» **Aim**
Please condense the paragraph of the market commentary below that begins "Thursday was a busy day" into a short bulleted list that keeps its main facts.

2020 Almost on the Nose

Wednesday's lows have held and the buy programs have returned. What a difference two days can make. Tuesday night it appeared we were on the verge of a major breakdown after a -174 point Dow drop. However, the Dow failed to break 10600 and the Nasdaq rebounded from the 2020 level as we have been expecting. The current move would hardly be described as a rally but the upward creep is gaining strength.

Thursday was a busy day for economics and they continue to paint a mixed picture. Starting off the list was Jobless Claims which jumped +10,000 to 312,000 from last weeks cycle low of 302,000. This is likely just normal volatility in the numbers and possibly just a filing anomaly that offset last weeks lows. The longer term trend is still down and this is a market positive.

» **Entries provided**
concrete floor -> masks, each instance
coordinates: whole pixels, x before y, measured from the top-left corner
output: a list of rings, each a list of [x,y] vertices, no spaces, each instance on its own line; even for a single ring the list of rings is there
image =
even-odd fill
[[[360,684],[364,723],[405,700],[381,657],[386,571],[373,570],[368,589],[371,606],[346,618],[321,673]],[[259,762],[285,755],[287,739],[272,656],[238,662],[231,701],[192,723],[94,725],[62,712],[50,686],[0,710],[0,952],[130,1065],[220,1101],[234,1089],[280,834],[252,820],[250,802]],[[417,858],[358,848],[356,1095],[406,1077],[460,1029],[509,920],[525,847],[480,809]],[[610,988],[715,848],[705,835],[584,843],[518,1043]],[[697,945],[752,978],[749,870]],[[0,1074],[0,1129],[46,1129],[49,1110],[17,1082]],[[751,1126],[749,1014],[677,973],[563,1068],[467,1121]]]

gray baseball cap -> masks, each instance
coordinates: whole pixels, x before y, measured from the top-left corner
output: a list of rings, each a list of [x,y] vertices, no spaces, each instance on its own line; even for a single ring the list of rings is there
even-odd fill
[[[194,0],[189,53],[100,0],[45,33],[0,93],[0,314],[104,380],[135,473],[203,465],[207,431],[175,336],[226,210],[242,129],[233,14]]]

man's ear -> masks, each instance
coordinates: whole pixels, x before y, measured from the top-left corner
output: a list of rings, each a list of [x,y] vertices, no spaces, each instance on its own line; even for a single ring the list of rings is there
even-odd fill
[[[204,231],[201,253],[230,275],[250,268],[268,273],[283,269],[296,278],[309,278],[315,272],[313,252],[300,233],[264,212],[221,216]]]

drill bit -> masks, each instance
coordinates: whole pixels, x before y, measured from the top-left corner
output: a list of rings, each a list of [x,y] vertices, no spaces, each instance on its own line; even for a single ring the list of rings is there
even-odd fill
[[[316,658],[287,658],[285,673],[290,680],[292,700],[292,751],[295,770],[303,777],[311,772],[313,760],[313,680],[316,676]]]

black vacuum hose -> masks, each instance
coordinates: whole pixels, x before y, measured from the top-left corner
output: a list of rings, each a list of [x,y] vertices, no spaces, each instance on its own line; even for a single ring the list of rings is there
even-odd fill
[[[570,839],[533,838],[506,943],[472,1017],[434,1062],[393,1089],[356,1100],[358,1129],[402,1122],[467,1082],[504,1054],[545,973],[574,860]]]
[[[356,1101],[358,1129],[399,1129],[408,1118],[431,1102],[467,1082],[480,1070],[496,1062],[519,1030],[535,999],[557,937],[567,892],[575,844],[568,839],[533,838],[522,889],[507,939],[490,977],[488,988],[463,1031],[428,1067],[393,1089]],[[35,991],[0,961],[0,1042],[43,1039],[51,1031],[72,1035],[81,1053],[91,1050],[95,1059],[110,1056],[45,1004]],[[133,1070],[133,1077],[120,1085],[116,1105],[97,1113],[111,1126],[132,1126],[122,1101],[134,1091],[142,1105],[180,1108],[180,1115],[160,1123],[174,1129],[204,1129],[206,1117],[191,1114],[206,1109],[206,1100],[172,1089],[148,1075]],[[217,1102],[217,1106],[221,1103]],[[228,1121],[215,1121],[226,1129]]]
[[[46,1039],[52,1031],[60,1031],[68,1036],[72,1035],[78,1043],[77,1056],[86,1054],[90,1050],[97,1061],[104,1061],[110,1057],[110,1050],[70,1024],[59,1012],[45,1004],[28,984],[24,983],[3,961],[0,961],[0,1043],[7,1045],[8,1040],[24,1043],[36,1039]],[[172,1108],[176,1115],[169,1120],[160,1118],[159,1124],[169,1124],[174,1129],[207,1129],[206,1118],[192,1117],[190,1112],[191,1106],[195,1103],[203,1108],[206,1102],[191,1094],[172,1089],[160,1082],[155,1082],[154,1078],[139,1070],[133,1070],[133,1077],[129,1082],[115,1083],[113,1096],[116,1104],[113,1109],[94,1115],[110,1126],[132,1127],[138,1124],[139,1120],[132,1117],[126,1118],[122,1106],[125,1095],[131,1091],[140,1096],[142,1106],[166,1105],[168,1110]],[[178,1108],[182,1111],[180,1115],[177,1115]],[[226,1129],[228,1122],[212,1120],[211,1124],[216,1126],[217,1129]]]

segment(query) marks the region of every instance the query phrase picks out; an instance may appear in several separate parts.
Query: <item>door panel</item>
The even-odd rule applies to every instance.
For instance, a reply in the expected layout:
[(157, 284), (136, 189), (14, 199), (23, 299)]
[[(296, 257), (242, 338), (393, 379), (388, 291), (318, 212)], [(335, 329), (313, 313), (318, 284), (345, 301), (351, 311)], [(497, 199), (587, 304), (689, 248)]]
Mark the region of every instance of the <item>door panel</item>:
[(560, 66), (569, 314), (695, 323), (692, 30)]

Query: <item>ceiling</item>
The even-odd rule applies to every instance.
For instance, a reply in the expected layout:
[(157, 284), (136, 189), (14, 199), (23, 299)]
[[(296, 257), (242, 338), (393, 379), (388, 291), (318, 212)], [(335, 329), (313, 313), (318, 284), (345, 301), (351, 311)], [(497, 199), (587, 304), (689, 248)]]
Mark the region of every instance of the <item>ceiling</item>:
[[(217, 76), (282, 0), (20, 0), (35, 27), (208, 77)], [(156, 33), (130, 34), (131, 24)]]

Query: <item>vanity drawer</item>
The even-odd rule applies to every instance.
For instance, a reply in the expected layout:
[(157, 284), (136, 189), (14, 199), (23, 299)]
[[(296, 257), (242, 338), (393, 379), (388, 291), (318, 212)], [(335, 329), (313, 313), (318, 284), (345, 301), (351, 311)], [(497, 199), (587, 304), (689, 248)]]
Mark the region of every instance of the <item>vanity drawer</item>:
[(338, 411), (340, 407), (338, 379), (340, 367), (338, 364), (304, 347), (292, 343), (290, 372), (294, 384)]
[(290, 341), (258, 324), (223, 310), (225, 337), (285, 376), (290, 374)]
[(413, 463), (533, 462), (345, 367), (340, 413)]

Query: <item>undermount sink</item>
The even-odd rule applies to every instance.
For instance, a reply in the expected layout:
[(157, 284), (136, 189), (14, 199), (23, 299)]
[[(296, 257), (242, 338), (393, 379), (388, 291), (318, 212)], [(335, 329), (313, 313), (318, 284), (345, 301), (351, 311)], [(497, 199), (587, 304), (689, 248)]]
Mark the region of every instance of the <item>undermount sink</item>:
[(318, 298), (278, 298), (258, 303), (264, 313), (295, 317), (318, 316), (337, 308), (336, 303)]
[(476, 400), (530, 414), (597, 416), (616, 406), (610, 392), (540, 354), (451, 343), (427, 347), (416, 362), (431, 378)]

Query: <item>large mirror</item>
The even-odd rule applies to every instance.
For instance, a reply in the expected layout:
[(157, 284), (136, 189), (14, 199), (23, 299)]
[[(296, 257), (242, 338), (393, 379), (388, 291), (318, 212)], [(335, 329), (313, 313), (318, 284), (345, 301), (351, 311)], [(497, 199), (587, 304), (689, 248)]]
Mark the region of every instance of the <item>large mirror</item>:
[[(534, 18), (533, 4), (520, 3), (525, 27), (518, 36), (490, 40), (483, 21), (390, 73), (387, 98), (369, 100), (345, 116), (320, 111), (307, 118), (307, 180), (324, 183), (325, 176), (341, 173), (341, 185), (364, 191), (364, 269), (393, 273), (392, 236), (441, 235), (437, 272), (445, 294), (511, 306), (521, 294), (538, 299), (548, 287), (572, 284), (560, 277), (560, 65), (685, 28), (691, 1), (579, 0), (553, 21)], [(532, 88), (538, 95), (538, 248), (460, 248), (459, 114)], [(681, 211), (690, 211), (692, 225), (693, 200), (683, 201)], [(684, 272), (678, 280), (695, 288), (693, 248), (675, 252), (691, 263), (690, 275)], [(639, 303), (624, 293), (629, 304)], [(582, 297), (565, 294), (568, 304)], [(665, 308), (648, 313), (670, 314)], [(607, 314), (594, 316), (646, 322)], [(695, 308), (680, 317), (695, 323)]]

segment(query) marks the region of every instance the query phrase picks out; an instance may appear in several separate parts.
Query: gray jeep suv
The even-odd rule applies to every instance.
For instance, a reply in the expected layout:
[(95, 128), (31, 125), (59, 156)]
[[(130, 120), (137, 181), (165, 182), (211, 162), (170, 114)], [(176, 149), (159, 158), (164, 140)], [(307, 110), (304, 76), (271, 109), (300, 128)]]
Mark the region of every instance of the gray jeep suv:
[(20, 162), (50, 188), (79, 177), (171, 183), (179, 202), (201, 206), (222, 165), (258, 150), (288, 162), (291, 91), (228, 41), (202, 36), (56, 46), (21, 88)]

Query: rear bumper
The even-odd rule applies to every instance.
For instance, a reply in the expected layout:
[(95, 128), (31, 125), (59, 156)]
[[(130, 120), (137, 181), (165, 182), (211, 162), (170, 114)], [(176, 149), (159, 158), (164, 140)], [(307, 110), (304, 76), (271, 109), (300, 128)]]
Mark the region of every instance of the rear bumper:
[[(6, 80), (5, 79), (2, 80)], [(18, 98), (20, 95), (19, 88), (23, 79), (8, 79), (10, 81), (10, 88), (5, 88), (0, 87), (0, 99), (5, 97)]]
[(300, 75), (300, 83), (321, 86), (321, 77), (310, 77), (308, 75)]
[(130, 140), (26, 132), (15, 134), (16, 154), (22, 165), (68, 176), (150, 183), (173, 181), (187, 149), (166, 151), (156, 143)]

» **In response**
- Thursday brought many economic reports, and they still give a mixed picture.
- Jobless Claims rose by 10,000 to 312,000, up from the previous week's cycle low of 302,000.
- The rise is likely normal volatility, possibly a filing anomaly offsetting the previous week's lows.
- The longer-term trend is still down, which is positive for the market.